Task data.
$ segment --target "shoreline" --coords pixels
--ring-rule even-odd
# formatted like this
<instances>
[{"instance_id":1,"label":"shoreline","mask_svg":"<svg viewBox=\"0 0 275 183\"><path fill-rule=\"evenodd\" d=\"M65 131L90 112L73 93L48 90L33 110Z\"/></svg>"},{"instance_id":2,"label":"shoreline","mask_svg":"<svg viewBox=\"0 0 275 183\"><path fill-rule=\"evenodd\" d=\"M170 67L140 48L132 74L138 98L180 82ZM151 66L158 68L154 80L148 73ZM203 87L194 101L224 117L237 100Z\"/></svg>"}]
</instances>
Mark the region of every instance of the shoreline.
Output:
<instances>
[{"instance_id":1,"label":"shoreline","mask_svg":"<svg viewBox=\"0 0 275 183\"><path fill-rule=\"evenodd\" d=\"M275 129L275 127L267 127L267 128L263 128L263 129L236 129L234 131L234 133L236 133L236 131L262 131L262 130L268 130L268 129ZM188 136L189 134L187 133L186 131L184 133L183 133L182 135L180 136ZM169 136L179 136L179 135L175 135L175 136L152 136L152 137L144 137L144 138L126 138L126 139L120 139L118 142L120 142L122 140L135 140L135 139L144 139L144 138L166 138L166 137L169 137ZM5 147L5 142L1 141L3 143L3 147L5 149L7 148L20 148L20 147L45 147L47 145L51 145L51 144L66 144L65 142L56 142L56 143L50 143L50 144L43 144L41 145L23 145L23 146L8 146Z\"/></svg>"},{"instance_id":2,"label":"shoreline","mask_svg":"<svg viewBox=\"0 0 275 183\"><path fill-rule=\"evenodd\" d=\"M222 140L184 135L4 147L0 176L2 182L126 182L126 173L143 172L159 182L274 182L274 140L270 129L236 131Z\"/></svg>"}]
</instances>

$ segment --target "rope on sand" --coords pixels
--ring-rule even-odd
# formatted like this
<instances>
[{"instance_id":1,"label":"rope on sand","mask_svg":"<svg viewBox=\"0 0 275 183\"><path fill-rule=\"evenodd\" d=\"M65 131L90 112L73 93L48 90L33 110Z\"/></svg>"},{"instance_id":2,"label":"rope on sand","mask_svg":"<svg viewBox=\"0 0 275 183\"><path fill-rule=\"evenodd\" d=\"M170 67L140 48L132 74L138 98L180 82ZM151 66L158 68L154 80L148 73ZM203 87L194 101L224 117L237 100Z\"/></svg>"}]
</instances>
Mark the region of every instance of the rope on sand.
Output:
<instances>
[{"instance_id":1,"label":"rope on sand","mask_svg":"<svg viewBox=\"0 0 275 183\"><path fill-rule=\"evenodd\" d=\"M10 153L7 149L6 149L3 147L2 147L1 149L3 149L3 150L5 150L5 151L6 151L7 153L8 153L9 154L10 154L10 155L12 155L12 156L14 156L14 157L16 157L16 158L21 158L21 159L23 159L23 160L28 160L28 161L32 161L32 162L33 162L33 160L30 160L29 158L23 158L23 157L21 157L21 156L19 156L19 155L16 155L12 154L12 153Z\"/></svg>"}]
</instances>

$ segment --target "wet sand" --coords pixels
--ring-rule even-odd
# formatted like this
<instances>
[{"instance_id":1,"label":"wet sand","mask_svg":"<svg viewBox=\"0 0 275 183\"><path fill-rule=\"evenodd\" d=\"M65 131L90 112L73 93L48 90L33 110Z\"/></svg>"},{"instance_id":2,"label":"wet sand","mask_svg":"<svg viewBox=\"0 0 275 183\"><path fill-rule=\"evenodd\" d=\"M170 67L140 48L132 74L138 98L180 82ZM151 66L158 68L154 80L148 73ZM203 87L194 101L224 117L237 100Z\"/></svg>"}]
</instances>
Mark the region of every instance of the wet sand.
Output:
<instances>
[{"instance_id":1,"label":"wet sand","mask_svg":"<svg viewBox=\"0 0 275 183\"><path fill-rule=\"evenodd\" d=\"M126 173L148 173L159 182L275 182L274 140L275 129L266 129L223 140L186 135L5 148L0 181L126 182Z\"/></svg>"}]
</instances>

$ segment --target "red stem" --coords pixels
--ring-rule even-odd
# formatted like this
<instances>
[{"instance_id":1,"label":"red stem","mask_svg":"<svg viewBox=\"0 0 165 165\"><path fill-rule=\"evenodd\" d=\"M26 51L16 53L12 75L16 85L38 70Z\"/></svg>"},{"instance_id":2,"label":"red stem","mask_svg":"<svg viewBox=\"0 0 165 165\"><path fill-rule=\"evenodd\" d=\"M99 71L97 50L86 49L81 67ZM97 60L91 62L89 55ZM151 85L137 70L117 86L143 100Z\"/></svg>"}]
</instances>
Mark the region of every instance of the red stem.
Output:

To do.
Print the entries exactly. Include every one.

Finished answer.
$ segment --target "shoreline" --coords pixels
--ring-rule even-odd
# formatted like this
<instances>
[{"instance_id":1,"label":"shoreline","mask_svg":"<svg viewBox=\"0 0 275 183\"><path fill-rule=\"evenodd\" d=\"M65 131L90 112L73 93L48 90L33 110Z\"/></svg>"},{"instance_id":2,"label":"shoreline","mask_svg":"<svg viewBox=\"0 0 275 183\"><path fill-rule=\"evenodd\" d=\"M170 67L140 48L132 74L138 98L180 82ZM151 66L158 68L154 80L148 73ZM203 87L194 101L224 117L237 100Z\"/></svg>"}]
</instances>
Mark the region of every instance of the shoreline.
Output:
<instances>
[{"instance_id":1,"label":"shoreline","mask_svg":"<svg viewBox=\"0 0 275 183\"><path fill-rule=\"evenodd\" d=\"M275 129L275 127L267 127L267 128L263 128L263 129L236 129L234 131L234 133L236 133L236 131L262 131L262 130L268 130L268 129ZM188 136L189 134L187 133L186 131L184 133L183 133L182 135L180 136ZM169 136L179 136L179 135L175 135L175 136L152 136L152 137L144 137L144 138L126 138L126 139L120 139L118 142L120 142L122 140L135 140L135 139L144 139L144 138L166 138L166 137L169 137ZM5 147L5 142L1 141L3 143L3 147L5 149L7 148L20 148L20 147L45 147L47 145L51 145L51 144L66 144L65 142L56 142L56 143L50 143L50 144L43 144L41 145L23 145L23 146L8 146Z\"/></svg>"},{"instance_id":2,"label":"shoreline","mask_svg":"<svg viewBox=\"0 0 275 183\"><path fill-rule=\"evenodd\" d=\"M222 140L184 135L4 147L0 176L2 182L126 182L126 173L143 172L159 182L274 182L274 140L270 129L236 131Z\"/></svg>"}]
</instances>

$ segment --target "rope on sand" --coords pixels
--ring-rule even-odd
# formatted like this
<instances>
[{"instance_id":1,"label":"rope on sand","mask_svg":"<svg viewBox=\"0 0 275 183\"><path fill-rule=\"evenodd\" d=\"M65 131L90 112L73 93L48 90L33 110Z\"/></svg>"},{"instance_id":2,"label":"rope on sand","mask_svg":"<svg viewBox=\"0 0 275 183\"><path fill-rule=\"evenodd\" d=\"M170 67L140 48L132 74L138 98L180 82ZM151 66L158 68L154 80L148 73ZM203 87L194 101L224 117L237 100Z\"/></svg>"}]
</instances>
Mark the region of every instance of the rope on sand.
Output:
<instances>
[{"instance_id":1,"label":"rope on sand","mask_svg":"<svg viewBox=\"0 0 275 183\"><path fill-rule=\"evenodd\" d=\"M10 153L7 149L6 149L3 147L2 147L1 149L3 149L3 150L5 150L5 151L6 151L7 153L8 153L9 154L10 154L10 155L12 155L12 156L14 156L14 157L16 157L16 158L21 158L21 159L23 159L23 160L28 160L28 161L32 161L32 162L33 162L33 160L30 160L29 158L23 158L23 157L21 157L21 156L19 156L19 155L16 155L12 154L12 153Z\"/></svg>"}]
</instances>

$ segment --target "wet sand" --coords pixels
--ring-rule even-odd
# formatted like this
<instances>
[{"instance_id":1,"label":"wet sand","mask_svg":"<svg viewBox=\"0 0 275 183\"><path fill-rule=\"evenodd\" d=\"M65 131L90 112L73 93L48 90L33 110Z\"/></svg>"},{"instance_id":2,"label":"wet sand","mask_svg":"<svg viewBox=\"0 0 275 183\"><path fill-rule=\"evenodd\" d=\"M170 67L140 48L132 74L138 98L180 82ZM151 66L158 68L154 80L148 73ZM203 87L194 101L224 117L237 100Z\"/></svg>"}]
</instances>
Mark the region of every instance of the wet sand.
Output:
<instances>
[{"instance_id":1,"label":"wet sand","mask_svg":"<svg viewBox=\"0 0 275 183\"><path fill-rule=\"evenodd\" d=\"M126 173L148 173L159 182L275 182L274 140L275 129L266 129L223 140L186 135L5 148L0 181L126 182Z\"/></svg>"}]
</instances>

$ segment --target "red stem" --coords pixels
--ring-rule even-odd
# formatted like this
<instances>
[{"instance_id":1,"label":"red stem","mask_svg":"<svg viewBox=\"0 0 165 165\"><path fill-rule=\"evenodd\" d=\"M26 51L16 53L12 75L16 85L38 70Z\"/></svg>"},{"instance_id":2,"label":"red stem","mask_svg":"<svg viewBox=\"0 0 165 165\"><path fill-rule=\"evenodd\" d=\"M99 71L97 50L86 49L81 67ZM97 60L91 62L89 55ZM151 85L137 70L117 86L143 100Z\"/></svg>"}]
</instances>
Mark the region of every instance of the red stem.
Output:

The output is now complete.